■ WHAT THE TASK ASKS
If an entry holds a picture, drop the picture and restate the rest word for word.

(Photo-based referring expression data)
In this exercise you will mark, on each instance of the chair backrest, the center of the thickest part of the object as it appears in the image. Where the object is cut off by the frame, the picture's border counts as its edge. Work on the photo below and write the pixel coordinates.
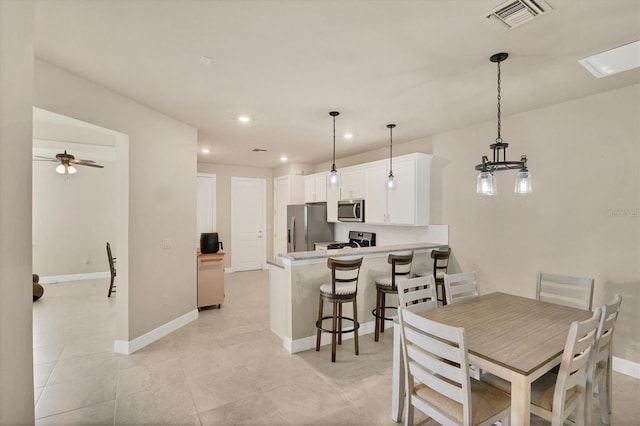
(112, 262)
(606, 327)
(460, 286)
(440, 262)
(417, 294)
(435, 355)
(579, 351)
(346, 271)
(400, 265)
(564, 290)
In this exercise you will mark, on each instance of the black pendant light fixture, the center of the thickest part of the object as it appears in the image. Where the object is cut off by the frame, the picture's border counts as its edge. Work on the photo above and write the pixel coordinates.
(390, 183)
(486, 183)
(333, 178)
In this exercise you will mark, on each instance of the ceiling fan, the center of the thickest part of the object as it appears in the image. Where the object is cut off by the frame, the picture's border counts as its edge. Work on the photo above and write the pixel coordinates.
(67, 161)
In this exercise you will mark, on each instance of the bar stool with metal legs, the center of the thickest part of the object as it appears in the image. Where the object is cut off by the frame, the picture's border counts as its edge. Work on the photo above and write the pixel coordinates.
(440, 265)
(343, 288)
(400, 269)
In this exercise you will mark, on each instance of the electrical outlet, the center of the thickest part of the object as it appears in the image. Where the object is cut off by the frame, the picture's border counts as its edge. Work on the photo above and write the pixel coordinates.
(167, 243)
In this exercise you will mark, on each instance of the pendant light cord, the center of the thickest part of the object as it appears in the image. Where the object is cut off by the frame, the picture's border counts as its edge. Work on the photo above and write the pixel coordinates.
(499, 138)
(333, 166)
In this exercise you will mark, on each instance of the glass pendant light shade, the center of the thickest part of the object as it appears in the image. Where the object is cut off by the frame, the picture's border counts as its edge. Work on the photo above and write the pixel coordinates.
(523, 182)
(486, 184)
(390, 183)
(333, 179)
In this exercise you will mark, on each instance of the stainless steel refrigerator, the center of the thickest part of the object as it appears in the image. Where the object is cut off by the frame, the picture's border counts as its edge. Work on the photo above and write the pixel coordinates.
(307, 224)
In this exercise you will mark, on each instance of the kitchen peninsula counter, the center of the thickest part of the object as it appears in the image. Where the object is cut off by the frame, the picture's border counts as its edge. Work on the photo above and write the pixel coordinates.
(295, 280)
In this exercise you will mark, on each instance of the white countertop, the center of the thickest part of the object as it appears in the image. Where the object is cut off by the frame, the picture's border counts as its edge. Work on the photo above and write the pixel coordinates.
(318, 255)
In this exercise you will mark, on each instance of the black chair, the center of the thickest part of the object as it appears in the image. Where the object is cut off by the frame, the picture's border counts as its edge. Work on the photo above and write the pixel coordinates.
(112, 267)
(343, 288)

■ TASK OUTPUT
In this exercise you will mark, on each instance of the chair backrest, the center of the thickest part of the object as it appears in the image. Where the object is cut off by the frame, the picture's border counts as its edge. Work on the photo below and write the pixel coordinates.
(112, 262)
(606, 327)
(460, 286)
(440, 262)
(417, 294)
(435, 355)
(579, 351)
(346, 271)
(400, 265)
(564, 290)
In this exercise you will mark, on each instance of the black pendant light fixture, the center of the thickest part of the object as it appears in the image. Where the object is cut off by the frame, the picture's border counts as its edge. Work on the photo above and write the pixel coordinates.
(390, 183)
(486, 183)
(333, 178)
In this exercise you will mark, on each instance of the ceiling fan, the center of the thickest part of the object as it appears in the image. Where the object is cut off by the frame, the picture's border counts as its edge. Work on the photo above and write the pixel coordinates.
(67, 161)
In this exercise you will mark, on each instance of the bar stool with metal legs, the center of the thickest part of the object as it appears in the image. Where the object is cut off by the frame, the picture's border counts as its edge. Work on the photo above and write the pixel coordinates.
(440, 265)
(343, 288)
(400, 269)
In this exercise you will mark, on each instance of the electrical outlet, the center of the thickest part of the object as it appears in the image. Where the object is cut off by the frame, the picture's border counts as its edge. Work on the photo above and write the pixel coordinates.
(167, 243)
In this exercise you will mark, on each instance of the pendant light cord, the center of the thickest part of the object as it appears in the image. Where the object is cut off by the frame, the picture's border counts as its edge. Work on the photo above and write the pixel coordinates.
(499, 138)
(333, 166)
In this exercise you will mark, on each instance of the glass pendant light shade, the center of the thickest part of the object as it appears in the image. Where the object is cut off by the frame, the picture's border counts as its edge. Work on the photo above and write the pixel coordinates.
(523, 182)
(486, 184)
(390, 183)
(333, 179)
In this exercise you will mark, on each instance of the stainless steel refrigerator, the center of the thickest part of the object as it appears in the image. Where the object is cut off by the frame, the picture's border counts as its edge. Work on the photo above and write the pixel coordinates.
(307, 224)
In this exercise you will mark, on each instance of the kitchen peninsula counter, the center of the thickest part of the object as it appears in the image. Where the object is cut off by the frame, the picture's border counts as its edge. Work on the photo above and write the pixel coordinates.
(295, 280)
In this exercise you will mark, on each instance of the white countertop, the center of the thickest part of the object as it appears in the image. Where the object is cut off by the frame, the picture's border counts as its edge. Work on the photo above and write the pixel coordinates.
(318, 255)
In this exercise you will mark, on each instance of the black chair, the center of the thickest part of the object as it appears in the image. Where the object is cut off by the frame, the picture's border counts as its edge. Work on the photo above and write the pixel coordinates.
(112, 267)
(343, 288)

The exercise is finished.